**BRANO DA LEGGERE**
● ● ● ● ● ● ●

CATANIA – Racconti quotidiani. Che non solo fanno accapponare la pelle, per la violenza, tanta, per l’età di chi la pratica, e per la frequenza dei veri e propri accerchiamenti che, chi frequenta il centro di Catania, ormai non può non conoscere. Ma che mettono in crisi un sistema stesso, quello educativo portato avanti, non senza fatica, dai genitori, dalle famiglie, da chi crede ancora nel concetto di civiltà. Il fenomeno delle baby gang, ribattezzate così per l’età degli appartenenti a queste vere e proprie bande di teppisti, non sono sta gettando nel panico un’intera città e i suoi cittadini più giovani, che ogni giorno subiscono atti di intimidazione e di violenza di cui sono piene le pagine dei giornali – oltre che i post sui social network. Ma sembra stia mettendo in crisi il concetto stesso di convivenza civile.
Le parole di una catanese, mamma di una minorenne che, qualche sera fa ha subito insulti e minacce, mentre trascorreva fuori – in pieno centro storico – una serata con gli amici, sembrano svelare le difficoltà di chi, con fatica, ha insegnato alcuni valori ai propri figli, pur sapendo che questi non li salveranno dagli sputi, dagli attacchi, dalle botte. La mamma in questione, racconta quanto accaduto alla figlia.
“E’ inevitabile – scrive su Facebook – che, abitando io propria nella zona preferita da questi imbecilli, mia figlia e i suoi amici incappino nella situazione. I ragazzi cercano di non rispondere agli insulti preliminari, ma questo non serve ad evitare gli schiaffi e i pugni. Si dà il caso che la polizia presente in zona sia stata informata, più volte e da più parti. Stessa risposta: alzata di spalle, non possiamo farci niente, sono minorenni. Non commento questa affermazione – precisa la donna. Forse necessita che ci scappi qualche morto. L’ospedale da solo non basta: so di figli di amici che sono andati a farsi medicare”.
Questi i fatti. Prima della riflessione più che amara. “Appartengo a quel genere di persone che assume come fondamentale i valori della non violenza. Volente o nolente i miei figli hanno interiorizzato questi valori. Ricordo ancora quando mio figlio di appena 4 anni, mentre un compagno gli dava bastonate in testa, cercava di usare le parole e chiedeva all’amico: ma perché mi stai bastonando?. Ricordo inoltre lo smarrimento successivo, non tanto per i bernoccoli. Piuttosto per il fatto che le parole, il tentativo di essere ragionevoli attraverso l’uso del linguaggio, non avesse sortito nessun effetto.
Ecco, credo di aver avuto la stessa espressione smarrita quando mia figlia sabato sera è tornata a casa frettolosamente raccontando l’accaduto. Siamo smarriti noi gente normale – scrive. Non sappiamo più cosa credere o cosa fare davanti all’indifferenza di chi si occupa del governo della città. Scusate, indifferenza non è la parola giusta. Credo si possa parlare di connivenza”.
Parole pesanti come pietre, che sembrano rappresentare il sentimento di tanti genitori. Come Nino. Anche lui abita a Catania, nella zona della fu movida. “Tutti sappiamo che questi episodi possono capitare – afferma a LiveSicilia. Il fatto è che oggi sembra siano diventati la normalità. Sono anni che segnaliamo una situazione fuori controllo – affonda, riferendosi al centro storico cittadino. Dove mancano le istituzioni succede questo. E’ una costante delle grandi città – continua – ma a Catania il dilagare di certe cose è preoccupante. Io ho paura, per me e per i miei gli figli. E ho paura che la cultura della violenza stia prendendo il sopravvento su quella della convivenza. Sulla civiltà”.

● ● ● ● ● ● ●

**INFORMAZIONI ESTRATTE**
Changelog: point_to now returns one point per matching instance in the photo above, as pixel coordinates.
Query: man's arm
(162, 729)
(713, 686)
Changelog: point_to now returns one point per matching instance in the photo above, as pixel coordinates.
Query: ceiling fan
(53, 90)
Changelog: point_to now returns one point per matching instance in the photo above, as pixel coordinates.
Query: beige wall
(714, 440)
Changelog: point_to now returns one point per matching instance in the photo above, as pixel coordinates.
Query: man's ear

● ● ● ● ● ● ●

**COMPITO DA SVOLGERE 1**
Indica se ciascuna affermazione concorda con il brano sulle baby gang a Catania, rispondendo sì o no e citando le parole del testo che lo stabiliscono: (a) la polizia informata ha risposto che non si poteva fare nulla perché si tratta di minorenni; (b) il figlio della donna, a 4 anni, reagì alle bastonate colpendo a sua volta il compagno; (c) Nino abita fuori Catania.
**COMPITO DA SVOLGERE 2**
Ricopia dal brano sulle baby gang a Catania il passo che va da "CATANIA – Racconti" a "di convivenza civile.".

**SOLUZIONE 1**
(a) Sì: "Stessa risposta: alzata di spalle, non possiamo farci niente, sono minorenni."
(b) No: "cercava di usare le parole e chiedeva all’amico: ma perché mi stai bastonando?"
(c) No: "Anche lui abita a Catania, nella zona della fu movida."

**SOLUZIONE 2**
CATANIA – Racconti quotidiani. Che non solo fanno accapponare la pelle, per la violenza, tanta, per l’età di chi la pratica, e per la frequenza dei veri e propri accerchiamenti che, chi frequenta il centro di Catania, ormai non può non conoscere. Ma che mettono in crisi un sistema stesso, quello educativo portato avanti, non senza fatica, dai genitori, dalle famiglie, da chi crede ancora nel concetto di civiltà. Il fenomeno delle baby gang, ribattezzate così per l’età degli appartenenti a queste vere e proprie bande di teppisti, non sono sta gettando nel panico un’intera città e i suoi cittadini più giovani, che ogni giorno subiscono atti di intimidazione e di violenza di cui sono piene le pagine dei giornali – oltre che i post sui social network. Ma sembra stia mettendo in crisi il concetto stesso di convivenza civile.